• Data rows:
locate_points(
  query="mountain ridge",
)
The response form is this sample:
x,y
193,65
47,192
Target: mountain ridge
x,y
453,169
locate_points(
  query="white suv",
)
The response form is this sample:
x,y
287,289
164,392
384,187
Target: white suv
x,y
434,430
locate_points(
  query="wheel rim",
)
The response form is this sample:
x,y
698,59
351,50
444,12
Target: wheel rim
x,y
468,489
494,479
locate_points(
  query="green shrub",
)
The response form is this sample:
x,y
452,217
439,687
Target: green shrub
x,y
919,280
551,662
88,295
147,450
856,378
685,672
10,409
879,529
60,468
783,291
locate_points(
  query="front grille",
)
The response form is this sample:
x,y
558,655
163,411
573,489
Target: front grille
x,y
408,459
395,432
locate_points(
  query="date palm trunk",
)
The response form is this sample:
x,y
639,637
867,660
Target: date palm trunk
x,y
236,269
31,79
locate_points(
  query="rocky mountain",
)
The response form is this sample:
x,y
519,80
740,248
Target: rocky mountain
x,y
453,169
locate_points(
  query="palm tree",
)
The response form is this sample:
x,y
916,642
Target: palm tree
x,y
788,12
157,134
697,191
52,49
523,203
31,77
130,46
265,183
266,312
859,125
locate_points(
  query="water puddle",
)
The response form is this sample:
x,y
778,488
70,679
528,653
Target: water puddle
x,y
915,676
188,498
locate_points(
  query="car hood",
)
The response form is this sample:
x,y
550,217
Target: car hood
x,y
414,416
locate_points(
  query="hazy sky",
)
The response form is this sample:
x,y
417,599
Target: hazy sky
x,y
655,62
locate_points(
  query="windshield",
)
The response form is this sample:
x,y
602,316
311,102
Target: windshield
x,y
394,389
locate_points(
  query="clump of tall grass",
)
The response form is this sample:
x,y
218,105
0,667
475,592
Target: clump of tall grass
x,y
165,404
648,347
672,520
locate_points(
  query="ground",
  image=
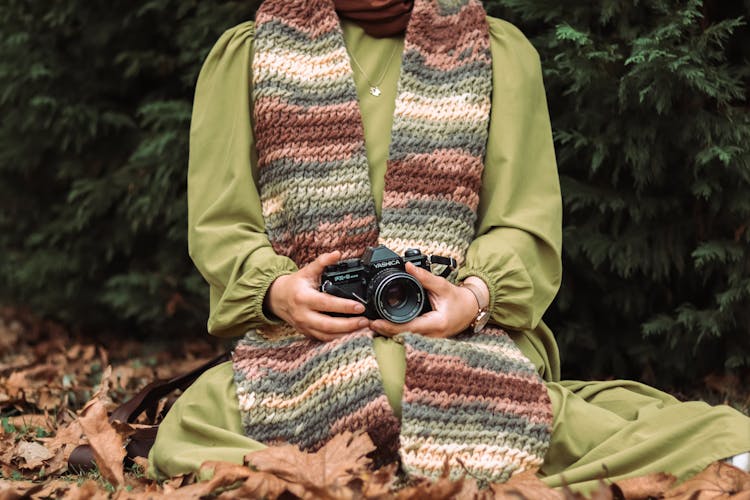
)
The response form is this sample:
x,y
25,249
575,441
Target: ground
x,y
58,387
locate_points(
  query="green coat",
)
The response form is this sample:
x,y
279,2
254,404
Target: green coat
x,y
624,426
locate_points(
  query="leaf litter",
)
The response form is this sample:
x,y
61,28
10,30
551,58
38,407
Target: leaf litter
x,y
57,389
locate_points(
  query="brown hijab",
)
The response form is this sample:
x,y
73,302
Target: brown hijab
x,y
379,18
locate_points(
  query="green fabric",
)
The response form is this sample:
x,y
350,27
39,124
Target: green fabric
x,y
517,249
615,428
628,428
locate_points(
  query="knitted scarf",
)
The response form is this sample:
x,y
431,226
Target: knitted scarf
x,y
474,401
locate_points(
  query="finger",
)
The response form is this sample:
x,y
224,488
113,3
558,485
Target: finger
x,y
430,281
324,302
315,268
334,325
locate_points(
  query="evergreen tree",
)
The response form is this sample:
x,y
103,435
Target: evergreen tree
x,y
96,100
649,106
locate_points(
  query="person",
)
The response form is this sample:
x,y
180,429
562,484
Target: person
x,y
311,140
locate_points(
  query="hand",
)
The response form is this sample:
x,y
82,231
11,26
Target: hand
x,y
453,309
296,299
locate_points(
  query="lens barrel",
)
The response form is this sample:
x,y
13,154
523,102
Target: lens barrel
x,y
397,296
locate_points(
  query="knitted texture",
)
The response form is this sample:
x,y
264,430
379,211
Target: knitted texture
x,y
316,197
467,402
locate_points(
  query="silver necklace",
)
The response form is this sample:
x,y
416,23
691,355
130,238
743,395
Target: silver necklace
x,y
374,86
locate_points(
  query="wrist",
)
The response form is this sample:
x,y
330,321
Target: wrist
x,y
274,297
479,290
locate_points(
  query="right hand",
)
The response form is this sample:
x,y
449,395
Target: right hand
x,y
296,298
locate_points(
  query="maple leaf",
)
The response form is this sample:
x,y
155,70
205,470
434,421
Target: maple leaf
x,y
644,487
241,481
34,454
322,472
718,480
62,445
440,489
106,443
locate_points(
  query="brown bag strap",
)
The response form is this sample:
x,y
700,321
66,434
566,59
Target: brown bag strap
x,y
147,399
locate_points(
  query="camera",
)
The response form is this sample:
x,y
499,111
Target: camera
x,y
380,282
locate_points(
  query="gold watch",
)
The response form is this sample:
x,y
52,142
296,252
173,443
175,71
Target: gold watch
x,y
483,314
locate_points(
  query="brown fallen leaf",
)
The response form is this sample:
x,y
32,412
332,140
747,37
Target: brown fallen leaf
x,y
441,489
258,485
377,484
31,420
89,490
62,445
644,487
106,443
33,454
329,468
525,485
226,475
56,488
718,480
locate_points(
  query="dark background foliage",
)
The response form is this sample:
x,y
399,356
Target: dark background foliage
x,y
650,109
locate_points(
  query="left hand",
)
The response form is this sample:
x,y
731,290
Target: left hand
x,y
453,309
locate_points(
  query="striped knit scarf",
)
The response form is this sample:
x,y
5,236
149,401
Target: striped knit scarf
x,y
473,402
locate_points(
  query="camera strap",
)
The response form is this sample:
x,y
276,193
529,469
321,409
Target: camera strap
x,y
449,263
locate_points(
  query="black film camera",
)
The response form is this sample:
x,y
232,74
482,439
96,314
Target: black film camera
x,y
380,282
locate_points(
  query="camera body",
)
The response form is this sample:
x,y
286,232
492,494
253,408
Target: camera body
x,y
380,282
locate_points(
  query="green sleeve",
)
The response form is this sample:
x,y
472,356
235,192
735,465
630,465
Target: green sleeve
x,y
226,235
518,244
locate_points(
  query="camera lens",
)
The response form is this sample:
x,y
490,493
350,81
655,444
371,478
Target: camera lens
x,y
397,296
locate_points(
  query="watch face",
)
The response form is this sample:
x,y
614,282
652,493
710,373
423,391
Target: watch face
x,y
481,321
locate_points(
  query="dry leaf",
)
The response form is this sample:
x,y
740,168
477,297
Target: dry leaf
x,y
375,484
106,443
34,454
330,467
441,489
718,480
87,491
644,487
258,485
57,488
31,420
225,474
525,485
62,445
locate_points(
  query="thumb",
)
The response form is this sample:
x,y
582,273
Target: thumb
x,y
315,268
428,280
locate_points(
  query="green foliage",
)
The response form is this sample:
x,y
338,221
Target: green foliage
x,y
649,106
96,99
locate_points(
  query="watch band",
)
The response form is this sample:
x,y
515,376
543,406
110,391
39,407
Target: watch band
x,y
483,315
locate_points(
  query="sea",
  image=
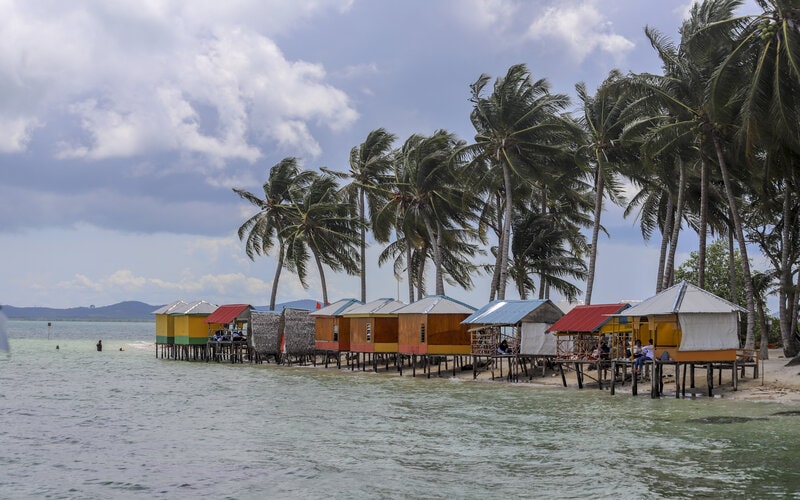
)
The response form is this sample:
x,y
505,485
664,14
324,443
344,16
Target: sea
x,y
122,423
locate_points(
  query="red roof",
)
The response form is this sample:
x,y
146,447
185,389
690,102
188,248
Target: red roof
x,y
584,319
226,314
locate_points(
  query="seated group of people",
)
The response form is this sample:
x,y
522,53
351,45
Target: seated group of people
x,y
227,336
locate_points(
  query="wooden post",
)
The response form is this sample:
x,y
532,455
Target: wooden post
x,y
613,376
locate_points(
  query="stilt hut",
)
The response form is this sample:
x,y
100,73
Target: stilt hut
x,y
521,323
266,334
688,323
578,334
332,327
229,332
190,325
373,326
433,325
165,322
298,335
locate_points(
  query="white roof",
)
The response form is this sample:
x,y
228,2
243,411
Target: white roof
x,y
437,304
682,298
377,306
338,308
171,307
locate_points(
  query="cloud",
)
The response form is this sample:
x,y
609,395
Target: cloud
x,y
201,79
582,28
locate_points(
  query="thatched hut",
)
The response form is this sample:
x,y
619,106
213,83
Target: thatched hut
x,y
266,333
332,327
433,326
298,333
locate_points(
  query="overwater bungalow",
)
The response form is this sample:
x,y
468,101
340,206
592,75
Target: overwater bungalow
x,y
578,333
229,331
332,327
266,334
518,324
433,325
191,330
298,344
689,326
165,322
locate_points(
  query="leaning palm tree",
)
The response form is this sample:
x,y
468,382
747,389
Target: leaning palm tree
x,y
518,127
263,231
320,224
605,116
370,163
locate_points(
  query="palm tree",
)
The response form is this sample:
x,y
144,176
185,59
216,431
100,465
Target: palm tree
x,y
263,230
684,92
321,224
436,199
604,119
518,126
370,163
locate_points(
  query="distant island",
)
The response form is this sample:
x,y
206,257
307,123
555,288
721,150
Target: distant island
x,y
122,311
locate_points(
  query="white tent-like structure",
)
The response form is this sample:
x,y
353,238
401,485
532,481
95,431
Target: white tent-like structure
x,y
689,323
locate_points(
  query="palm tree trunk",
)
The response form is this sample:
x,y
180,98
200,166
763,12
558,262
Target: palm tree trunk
x,y
436,238
665,233
321,276
598,210
277,276
787,299
703,230
737,223
361,211
669,274
506,239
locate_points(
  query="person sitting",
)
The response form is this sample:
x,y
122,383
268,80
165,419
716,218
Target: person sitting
x,y
503,348
647,354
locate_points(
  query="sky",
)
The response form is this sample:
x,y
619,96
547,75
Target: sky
x,y
125,125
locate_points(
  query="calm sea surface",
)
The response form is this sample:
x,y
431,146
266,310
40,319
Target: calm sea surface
x,y
77,423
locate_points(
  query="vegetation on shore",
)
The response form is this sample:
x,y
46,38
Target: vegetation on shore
x,y
709,145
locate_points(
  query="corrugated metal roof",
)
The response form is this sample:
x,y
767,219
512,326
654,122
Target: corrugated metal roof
x,y
683,298
196,307
226,313
587,318
337,308
376,307
503,312
437,304
168,309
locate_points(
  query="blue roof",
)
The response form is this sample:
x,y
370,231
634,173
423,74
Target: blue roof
x,y
503,312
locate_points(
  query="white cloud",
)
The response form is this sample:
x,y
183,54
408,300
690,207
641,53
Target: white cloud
x,y
486,14
151,77
582,28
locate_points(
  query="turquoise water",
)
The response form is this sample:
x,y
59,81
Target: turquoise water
x,y
77,423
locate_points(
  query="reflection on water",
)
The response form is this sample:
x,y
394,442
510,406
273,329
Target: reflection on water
x,y
78,423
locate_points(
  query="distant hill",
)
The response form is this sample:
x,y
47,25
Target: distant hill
x,y
130,310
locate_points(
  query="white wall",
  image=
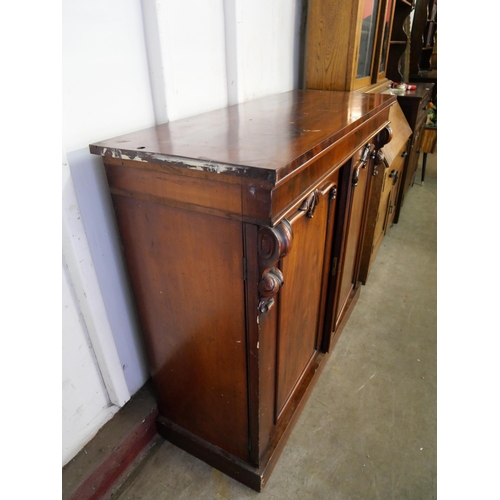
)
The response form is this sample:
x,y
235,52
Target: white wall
x,y
127,65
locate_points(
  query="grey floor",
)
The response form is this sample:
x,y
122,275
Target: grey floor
x,y
368,430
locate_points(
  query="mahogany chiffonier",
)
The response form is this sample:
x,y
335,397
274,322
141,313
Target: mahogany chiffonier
x,y
242,230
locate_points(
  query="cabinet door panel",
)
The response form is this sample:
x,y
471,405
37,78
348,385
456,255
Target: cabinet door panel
x,y
301,298
353,235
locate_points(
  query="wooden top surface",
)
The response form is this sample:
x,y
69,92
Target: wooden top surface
x,y
265,138
420,92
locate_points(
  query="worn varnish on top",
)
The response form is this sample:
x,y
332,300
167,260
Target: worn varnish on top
x,y
265,139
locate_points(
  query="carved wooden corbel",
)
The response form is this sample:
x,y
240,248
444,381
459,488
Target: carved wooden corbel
x,y
272,244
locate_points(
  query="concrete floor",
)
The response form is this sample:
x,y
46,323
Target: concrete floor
x,y
369,429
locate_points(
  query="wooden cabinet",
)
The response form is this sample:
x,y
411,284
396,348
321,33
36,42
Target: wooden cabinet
x,y
414,104
242,230
348,43
399,53
388,173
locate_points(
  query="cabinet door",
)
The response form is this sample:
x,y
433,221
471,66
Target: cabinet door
x,y
354,185
301,299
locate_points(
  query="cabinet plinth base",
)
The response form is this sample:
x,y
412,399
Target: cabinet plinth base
x,y
212,455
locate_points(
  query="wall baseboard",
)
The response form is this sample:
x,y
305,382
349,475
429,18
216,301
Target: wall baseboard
x,y
98,468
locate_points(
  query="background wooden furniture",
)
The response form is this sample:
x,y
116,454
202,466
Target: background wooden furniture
x,y
385,190
414,104
348,44
423,52
348,49
428,145
242,231
398,65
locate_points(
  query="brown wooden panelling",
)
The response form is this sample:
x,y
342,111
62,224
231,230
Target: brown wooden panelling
x,y
303,271
332,44
185,268
354,233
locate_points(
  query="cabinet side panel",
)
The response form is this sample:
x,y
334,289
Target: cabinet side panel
x,y
186,270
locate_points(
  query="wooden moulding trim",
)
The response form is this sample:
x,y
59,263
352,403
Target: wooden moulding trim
x,y
103,478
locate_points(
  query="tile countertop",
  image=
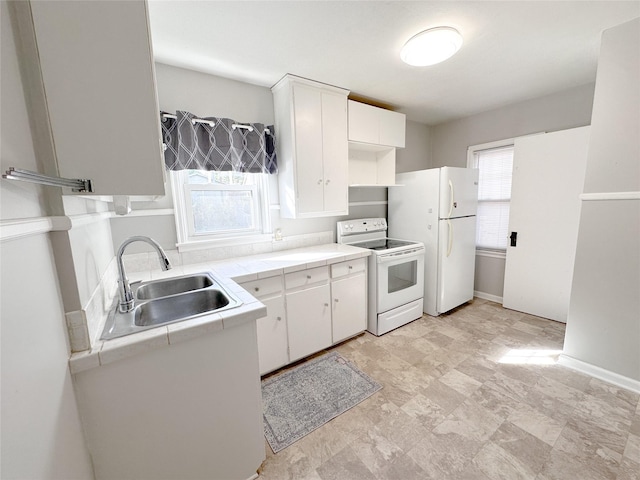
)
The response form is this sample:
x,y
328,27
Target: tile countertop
x,y
227,272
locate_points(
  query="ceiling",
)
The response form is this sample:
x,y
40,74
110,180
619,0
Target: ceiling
x,y
512,51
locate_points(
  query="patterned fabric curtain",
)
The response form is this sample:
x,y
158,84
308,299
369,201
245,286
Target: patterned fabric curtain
x,y
217,144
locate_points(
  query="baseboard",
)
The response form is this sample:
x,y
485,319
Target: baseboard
x,y
488,296
600,373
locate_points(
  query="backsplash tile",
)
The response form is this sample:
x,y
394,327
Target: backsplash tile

• Required work: Could you pull out every line in the items above that contains the string "tent" and copy each one in full?

• Answer to the problem:
  query="white tent-like structure",
Target: white tent-like structure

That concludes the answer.